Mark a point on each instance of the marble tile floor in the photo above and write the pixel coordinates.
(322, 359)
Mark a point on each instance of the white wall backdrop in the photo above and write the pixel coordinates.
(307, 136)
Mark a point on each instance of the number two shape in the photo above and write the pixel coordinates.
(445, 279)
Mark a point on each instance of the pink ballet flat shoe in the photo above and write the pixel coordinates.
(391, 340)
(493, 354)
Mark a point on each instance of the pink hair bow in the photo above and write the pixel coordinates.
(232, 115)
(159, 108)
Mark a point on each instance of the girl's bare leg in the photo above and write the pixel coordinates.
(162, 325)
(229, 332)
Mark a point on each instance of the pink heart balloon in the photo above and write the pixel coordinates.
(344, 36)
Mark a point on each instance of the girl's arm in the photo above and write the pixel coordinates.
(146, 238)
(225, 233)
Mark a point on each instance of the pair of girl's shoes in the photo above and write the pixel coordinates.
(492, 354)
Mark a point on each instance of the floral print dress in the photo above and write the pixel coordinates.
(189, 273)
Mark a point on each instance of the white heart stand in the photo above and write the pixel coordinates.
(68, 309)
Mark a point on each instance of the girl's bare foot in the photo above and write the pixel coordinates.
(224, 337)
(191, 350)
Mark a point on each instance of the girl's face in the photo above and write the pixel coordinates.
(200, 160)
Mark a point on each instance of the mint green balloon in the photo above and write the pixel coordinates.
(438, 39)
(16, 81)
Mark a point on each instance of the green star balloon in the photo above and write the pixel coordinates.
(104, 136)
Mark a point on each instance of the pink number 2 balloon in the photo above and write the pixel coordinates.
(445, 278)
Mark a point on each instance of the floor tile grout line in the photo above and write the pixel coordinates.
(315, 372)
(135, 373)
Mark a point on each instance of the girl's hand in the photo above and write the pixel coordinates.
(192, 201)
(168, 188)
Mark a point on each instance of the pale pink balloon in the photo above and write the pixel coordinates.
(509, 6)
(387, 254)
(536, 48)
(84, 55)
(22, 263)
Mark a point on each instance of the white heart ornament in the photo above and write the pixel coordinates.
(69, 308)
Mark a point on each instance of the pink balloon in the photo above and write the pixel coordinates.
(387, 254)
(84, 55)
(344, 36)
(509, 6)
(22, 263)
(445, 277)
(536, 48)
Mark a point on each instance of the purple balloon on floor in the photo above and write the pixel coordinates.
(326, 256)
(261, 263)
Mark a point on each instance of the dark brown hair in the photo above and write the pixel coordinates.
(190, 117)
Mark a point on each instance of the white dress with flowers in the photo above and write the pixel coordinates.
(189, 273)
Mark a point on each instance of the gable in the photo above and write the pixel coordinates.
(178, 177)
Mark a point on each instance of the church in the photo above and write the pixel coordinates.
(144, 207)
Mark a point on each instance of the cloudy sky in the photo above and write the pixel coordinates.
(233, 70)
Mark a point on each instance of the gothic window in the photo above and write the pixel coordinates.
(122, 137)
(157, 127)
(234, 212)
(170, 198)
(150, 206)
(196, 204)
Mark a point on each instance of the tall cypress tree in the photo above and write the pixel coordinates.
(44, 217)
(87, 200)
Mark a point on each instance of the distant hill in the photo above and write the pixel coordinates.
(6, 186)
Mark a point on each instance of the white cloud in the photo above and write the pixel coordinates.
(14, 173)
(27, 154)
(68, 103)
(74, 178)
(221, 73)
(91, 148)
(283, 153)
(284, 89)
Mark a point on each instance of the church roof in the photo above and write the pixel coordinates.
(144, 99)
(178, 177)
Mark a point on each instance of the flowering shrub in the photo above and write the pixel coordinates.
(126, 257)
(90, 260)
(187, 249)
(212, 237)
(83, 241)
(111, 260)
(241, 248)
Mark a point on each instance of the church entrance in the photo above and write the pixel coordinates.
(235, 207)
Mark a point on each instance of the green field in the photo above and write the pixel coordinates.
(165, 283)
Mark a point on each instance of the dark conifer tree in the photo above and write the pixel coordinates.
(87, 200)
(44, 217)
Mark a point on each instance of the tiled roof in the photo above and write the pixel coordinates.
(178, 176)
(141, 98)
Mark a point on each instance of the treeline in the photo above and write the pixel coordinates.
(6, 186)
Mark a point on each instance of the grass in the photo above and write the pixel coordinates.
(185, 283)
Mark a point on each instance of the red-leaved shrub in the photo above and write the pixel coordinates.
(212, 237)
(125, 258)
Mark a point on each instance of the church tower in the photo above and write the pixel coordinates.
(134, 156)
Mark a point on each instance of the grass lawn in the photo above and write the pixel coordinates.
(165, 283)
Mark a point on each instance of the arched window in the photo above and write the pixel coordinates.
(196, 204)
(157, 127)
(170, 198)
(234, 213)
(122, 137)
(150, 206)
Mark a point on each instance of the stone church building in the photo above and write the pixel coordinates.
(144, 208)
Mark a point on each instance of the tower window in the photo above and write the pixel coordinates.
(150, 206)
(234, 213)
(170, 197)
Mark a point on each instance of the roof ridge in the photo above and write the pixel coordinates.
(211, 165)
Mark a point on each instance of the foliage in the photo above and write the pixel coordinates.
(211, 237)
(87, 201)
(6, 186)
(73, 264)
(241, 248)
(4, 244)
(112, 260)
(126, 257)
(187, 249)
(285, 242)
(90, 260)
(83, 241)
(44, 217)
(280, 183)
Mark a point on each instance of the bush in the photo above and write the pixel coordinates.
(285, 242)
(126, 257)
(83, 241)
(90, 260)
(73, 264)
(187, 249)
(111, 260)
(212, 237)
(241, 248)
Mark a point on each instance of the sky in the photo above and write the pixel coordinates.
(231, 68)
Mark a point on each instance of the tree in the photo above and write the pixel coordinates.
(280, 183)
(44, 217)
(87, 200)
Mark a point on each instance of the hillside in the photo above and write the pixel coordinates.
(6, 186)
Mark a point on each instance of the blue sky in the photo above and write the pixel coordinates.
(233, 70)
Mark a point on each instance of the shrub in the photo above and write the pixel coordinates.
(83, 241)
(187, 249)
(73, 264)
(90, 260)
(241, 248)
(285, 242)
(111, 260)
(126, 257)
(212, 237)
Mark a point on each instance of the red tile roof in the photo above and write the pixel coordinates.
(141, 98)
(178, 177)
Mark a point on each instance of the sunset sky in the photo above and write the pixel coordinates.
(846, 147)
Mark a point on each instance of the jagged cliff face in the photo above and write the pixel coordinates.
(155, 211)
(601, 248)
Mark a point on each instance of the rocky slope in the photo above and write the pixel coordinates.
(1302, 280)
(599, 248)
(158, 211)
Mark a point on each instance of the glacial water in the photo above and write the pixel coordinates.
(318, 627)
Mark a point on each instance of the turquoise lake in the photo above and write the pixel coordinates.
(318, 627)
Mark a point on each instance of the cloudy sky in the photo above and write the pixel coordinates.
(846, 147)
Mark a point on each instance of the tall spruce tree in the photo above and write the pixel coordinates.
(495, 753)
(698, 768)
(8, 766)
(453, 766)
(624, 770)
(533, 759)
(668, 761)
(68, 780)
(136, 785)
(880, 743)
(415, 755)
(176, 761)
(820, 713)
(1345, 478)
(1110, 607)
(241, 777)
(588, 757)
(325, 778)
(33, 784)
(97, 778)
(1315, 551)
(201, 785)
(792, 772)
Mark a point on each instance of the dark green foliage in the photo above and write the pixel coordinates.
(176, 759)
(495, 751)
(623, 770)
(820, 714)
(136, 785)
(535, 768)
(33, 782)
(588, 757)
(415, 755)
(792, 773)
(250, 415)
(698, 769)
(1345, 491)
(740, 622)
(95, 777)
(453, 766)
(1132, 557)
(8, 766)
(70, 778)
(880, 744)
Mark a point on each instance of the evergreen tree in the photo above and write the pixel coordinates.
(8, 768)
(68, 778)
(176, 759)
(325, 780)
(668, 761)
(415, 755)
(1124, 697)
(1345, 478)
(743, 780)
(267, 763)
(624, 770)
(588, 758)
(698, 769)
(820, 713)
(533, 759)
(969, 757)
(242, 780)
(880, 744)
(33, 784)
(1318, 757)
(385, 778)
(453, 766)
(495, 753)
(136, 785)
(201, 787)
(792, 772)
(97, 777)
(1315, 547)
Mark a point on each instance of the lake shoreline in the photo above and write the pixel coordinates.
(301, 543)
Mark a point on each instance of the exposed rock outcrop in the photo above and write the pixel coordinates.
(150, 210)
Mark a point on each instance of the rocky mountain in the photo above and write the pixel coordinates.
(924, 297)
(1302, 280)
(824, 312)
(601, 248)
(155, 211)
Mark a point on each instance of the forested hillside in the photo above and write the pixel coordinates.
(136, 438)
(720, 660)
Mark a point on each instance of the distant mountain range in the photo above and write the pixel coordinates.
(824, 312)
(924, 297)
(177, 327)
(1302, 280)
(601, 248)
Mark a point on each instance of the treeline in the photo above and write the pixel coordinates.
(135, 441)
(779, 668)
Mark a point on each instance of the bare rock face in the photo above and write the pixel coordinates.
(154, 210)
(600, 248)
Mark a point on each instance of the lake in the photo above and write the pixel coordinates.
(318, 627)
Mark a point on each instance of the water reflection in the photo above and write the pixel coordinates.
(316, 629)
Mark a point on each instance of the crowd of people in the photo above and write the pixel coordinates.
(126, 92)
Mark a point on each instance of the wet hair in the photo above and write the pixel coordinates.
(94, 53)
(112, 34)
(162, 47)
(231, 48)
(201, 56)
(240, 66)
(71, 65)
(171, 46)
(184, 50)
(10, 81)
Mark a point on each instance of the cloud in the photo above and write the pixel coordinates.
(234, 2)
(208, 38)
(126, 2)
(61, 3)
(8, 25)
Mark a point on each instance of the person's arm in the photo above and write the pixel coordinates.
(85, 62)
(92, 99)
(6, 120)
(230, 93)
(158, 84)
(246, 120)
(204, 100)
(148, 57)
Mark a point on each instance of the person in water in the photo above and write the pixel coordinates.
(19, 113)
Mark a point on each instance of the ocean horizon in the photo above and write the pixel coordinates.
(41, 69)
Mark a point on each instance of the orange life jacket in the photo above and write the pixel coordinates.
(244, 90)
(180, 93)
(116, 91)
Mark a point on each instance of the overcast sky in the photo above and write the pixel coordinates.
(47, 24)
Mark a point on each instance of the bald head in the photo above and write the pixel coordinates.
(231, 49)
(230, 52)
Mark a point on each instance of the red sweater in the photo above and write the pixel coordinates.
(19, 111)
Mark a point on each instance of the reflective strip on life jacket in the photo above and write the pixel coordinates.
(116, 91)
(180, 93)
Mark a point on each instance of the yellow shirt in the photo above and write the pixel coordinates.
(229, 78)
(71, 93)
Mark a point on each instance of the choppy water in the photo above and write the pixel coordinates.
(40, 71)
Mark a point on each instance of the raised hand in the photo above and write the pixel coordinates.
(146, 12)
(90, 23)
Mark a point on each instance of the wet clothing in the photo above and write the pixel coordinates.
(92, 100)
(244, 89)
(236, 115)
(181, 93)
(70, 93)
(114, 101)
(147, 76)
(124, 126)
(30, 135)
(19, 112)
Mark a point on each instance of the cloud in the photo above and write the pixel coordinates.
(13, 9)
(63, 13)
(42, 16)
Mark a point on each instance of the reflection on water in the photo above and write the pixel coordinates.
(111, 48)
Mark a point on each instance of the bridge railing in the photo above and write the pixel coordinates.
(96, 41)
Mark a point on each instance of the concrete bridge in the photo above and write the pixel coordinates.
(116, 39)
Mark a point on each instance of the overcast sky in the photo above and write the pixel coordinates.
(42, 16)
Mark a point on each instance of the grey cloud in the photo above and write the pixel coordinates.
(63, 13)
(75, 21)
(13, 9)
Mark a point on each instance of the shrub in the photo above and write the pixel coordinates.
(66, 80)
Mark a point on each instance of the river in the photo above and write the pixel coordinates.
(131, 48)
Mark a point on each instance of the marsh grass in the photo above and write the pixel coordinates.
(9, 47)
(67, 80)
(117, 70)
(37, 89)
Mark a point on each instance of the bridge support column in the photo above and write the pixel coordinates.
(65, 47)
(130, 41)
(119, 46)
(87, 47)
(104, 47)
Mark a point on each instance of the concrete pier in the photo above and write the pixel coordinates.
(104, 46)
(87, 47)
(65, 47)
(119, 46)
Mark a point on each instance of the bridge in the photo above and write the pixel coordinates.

☆ ☆ ☆

Task goal: Write out, word for word, every line from the one containing "Mark a point on each instance of the river" through the last line of the records above.

Solved exercise:
Mark a point on each instance of the river in the photo above and write the pixel coordinates.
(131, 48)
Mark a point on each instance of the marsh grass in the photo above and write the pixel coordinates.
(9, 47)
(67, 80)
(117, 70)
(37, 89)
Mark a point on each instance of the bridge support column in the photo above and write the pixel coordinates.
(65, 47)
(130, 41)
(119, 46)
(87, 47)
(104, 47)
Mark a point on each instance of the concrete pier in the photo above and write the pixel coordinates.
(104, 46)
(87, 47)
(65, 47)
(119, 46)
Mark a point on each instance of the bridge in the photo above and write the pixel coordinates.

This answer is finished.